Records from a data collection:

────────────────────────────────────────

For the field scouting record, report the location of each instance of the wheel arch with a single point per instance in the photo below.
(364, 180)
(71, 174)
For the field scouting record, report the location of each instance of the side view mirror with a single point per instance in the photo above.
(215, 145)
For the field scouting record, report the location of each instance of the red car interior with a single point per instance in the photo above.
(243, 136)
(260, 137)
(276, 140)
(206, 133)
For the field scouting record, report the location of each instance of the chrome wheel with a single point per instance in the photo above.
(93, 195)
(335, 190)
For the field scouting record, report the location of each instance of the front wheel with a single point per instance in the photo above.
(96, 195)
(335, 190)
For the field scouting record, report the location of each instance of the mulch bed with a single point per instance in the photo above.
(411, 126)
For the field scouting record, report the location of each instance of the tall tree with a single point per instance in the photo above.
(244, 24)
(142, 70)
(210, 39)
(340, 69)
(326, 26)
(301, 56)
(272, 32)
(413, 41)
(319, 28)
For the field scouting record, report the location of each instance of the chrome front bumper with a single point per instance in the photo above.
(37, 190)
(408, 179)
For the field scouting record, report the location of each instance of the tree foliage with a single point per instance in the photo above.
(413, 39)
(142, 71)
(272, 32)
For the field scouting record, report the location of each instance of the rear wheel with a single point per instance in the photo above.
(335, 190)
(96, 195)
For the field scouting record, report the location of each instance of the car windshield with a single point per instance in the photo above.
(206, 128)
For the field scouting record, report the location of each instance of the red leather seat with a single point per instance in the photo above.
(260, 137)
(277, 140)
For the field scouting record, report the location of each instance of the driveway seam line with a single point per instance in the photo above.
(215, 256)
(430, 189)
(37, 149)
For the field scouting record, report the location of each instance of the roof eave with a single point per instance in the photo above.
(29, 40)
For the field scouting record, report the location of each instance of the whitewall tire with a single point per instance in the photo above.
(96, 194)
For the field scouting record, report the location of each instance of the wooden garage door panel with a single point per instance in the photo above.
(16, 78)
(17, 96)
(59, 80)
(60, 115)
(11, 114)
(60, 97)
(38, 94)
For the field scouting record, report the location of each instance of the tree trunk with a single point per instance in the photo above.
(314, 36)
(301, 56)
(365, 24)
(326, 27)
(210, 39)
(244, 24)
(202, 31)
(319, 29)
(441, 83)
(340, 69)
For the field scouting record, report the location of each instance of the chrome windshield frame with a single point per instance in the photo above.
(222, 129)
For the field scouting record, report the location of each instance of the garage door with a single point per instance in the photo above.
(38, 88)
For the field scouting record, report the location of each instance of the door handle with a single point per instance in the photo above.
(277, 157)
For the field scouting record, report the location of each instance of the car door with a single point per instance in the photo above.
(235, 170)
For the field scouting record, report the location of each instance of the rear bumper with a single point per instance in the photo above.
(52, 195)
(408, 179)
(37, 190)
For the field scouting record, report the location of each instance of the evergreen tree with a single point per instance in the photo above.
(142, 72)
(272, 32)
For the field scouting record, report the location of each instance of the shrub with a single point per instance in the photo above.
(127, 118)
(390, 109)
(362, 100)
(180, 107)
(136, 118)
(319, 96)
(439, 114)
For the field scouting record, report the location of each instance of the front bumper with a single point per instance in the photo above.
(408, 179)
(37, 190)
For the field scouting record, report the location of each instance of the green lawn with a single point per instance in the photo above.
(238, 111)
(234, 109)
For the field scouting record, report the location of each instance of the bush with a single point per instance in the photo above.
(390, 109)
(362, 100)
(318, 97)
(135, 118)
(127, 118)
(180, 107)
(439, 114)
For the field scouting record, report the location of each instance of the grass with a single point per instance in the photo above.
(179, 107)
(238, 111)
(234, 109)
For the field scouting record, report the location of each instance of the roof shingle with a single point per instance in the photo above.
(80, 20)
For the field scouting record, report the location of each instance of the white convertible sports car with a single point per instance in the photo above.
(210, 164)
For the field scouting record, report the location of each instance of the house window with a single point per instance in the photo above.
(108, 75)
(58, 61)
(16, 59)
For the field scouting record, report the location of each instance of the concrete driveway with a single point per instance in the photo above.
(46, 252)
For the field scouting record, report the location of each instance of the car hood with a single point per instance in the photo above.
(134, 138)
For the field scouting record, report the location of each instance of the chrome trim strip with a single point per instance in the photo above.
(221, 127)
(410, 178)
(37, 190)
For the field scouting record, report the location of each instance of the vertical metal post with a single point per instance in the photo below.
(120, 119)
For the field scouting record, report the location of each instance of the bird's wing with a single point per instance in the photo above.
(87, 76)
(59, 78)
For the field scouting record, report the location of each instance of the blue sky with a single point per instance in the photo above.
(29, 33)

────────────────────────────────────────

* [TASK REQUIREMENTS]: Return, word for word, every line from the line with "the chrome trim" to the final line of the data.

* [EXERCISE ANSWER]:
For the field scouting record, report the location of each instance of the chrome trim strip with a single point per instance in the photo above.
(221, 127)
(410, 178)
(37, 190)
For the field scouting record, report the location of each instance of the vertical metal post with a single point per instance in the photo below.
(120, 119)
For the field scouting record, report the location of each instance of the bird's wing with a single point per instance in the photo above.
(87, 76)
(59, 78)
For the field scouting record, report the location of each instance of the blue sky with a single point per instance in the photo above.
(29, 33)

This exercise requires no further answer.